== Entries ==

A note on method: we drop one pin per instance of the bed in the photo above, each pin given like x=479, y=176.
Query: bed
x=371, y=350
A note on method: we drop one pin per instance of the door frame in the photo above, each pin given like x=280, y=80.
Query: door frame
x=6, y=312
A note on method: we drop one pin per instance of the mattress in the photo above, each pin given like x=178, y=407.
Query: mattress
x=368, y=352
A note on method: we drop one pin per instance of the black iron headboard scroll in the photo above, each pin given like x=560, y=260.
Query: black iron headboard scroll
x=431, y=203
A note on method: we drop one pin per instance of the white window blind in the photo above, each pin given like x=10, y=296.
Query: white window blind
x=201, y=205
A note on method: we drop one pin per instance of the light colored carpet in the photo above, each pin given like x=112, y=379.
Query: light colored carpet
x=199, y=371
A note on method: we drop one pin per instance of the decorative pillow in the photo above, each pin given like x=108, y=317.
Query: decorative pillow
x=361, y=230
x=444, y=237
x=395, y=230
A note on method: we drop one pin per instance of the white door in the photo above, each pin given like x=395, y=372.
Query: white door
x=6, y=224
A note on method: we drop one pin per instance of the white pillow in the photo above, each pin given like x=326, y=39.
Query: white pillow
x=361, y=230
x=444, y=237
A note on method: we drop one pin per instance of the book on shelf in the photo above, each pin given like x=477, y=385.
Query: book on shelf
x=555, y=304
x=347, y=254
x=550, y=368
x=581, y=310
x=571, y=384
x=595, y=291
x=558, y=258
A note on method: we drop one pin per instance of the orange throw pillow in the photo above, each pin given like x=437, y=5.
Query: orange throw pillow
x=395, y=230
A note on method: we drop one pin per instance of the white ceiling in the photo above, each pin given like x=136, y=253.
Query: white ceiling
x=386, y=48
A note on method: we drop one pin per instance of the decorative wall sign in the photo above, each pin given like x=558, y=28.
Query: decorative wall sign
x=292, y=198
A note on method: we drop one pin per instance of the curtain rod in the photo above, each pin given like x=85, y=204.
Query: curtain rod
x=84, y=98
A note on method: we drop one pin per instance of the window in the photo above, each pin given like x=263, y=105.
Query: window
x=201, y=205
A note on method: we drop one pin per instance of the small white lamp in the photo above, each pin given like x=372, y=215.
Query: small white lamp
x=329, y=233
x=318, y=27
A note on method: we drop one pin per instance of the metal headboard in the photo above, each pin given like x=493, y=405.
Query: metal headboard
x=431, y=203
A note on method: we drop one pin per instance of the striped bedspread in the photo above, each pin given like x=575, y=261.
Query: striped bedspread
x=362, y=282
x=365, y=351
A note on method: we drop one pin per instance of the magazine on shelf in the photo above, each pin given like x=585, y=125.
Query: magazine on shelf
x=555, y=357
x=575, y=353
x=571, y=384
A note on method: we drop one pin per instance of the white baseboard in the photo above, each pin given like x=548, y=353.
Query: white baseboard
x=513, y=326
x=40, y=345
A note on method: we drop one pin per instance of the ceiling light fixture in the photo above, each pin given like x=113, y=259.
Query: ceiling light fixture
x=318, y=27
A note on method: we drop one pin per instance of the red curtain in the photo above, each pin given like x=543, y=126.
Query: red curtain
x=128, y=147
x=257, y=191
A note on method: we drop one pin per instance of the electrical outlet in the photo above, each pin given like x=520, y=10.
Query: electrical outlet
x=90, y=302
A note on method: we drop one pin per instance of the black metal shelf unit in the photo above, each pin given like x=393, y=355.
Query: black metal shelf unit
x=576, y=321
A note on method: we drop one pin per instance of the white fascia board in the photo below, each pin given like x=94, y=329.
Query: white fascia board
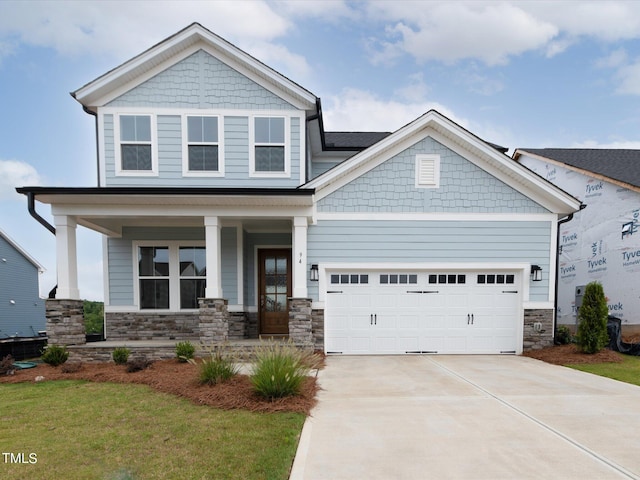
x=176, y=48
x=462, y=142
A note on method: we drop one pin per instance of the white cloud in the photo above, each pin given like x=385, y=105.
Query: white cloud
x=14, y=173
x=359, y=110
x=493, y=32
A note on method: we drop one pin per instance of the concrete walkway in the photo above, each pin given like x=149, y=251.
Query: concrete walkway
x=476, y=417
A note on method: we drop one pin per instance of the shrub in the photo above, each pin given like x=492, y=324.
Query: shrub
x=55, y=355
x=592, y=316
x=563, y=335
x=185, y=351
x=6, y=365
x=138, y=364
x=218, y=368
x=121, y=355
x=281, y=369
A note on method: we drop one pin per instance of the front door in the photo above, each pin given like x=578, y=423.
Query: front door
x=274, y=274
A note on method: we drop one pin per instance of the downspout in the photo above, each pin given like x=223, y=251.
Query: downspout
x=557, y=279
x=31, y=199
x=86, y=110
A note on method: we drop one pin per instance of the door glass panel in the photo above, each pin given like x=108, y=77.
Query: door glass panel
x=270, y=266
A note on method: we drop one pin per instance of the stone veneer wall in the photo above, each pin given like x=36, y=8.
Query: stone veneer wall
x=300, y=323
x=152, y=326
x=65, y=322
x=214, y=320
x=536, y=339
x=317, y=327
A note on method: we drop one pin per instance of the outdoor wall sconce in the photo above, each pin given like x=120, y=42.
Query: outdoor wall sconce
x=536, y=273
x=314, y=273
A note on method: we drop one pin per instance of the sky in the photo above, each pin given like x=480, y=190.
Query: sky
x=519, y=74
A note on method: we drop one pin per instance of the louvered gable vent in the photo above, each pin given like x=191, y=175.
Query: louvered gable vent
x=428, y=171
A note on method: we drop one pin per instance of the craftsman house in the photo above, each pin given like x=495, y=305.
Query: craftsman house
x=228, y=212
x=21, y=308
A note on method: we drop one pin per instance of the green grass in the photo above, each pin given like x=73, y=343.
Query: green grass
x=83, y=430
x=626, y=371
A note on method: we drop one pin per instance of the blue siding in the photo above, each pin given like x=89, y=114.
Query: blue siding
x=236, y=157
x=120, y=255
x=464, y=187
x=19, y=283
x=456, y=242
x=201, y=81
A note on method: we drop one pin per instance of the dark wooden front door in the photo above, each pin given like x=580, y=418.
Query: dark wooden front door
x=274, y=274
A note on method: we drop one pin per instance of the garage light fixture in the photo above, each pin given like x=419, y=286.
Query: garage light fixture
x=536, y=273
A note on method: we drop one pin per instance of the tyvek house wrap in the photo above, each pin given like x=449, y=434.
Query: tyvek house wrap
x=601, y=243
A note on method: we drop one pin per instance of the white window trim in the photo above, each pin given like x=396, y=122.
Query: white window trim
x=428, y=157
x=117, y=143
x=185, y=146
x=174, y=273
x=287, y=148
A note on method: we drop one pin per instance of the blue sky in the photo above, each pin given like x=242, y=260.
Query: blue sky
x=519, y=74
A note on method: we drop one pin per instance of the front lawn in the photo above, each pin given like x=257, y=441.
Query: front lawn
x=627, y=370
x=83, y=430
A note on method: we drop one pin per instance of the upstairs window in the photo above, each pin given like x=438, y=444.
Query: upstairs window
x=135, y=143
x=202, y=153
x=269, y=134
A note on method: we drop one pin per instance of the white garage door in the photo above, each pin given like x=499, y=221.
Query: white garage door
x=426, y=312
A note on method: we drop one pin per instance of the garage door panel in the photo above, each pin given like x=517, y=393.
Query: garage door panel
x=457, y=317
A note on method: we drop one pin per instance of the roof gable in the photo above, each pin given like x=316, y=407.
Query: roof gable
x=172, y=50
x=21, y=251
x=454, y=137
x=621, y=166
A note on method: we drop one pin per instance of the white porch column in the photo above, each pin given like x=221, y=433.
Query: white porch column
x=299, y=259
x=66, y=257
x=212, y=229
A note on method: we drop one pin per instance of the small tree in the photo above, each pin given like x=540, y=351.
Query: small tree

===

Work to do.
Can you print, character for character, only the stretch of the listing that opens with the line containing "like x=419, y=286." and closes with the line containing "x=601, y=243", both of those lines included?

Task result.
A note on method: we drop one pin per instance of the garage light fixture in the photo above, each pin given like x=419, y=286.
Query: garage light fixture
x=536, y=273
A note on method: we drop one pin per instance of the tyvek house wrap in the photo above, each pin given like x=449, y=434.
Query: tyvek house wrap
x=601, y=243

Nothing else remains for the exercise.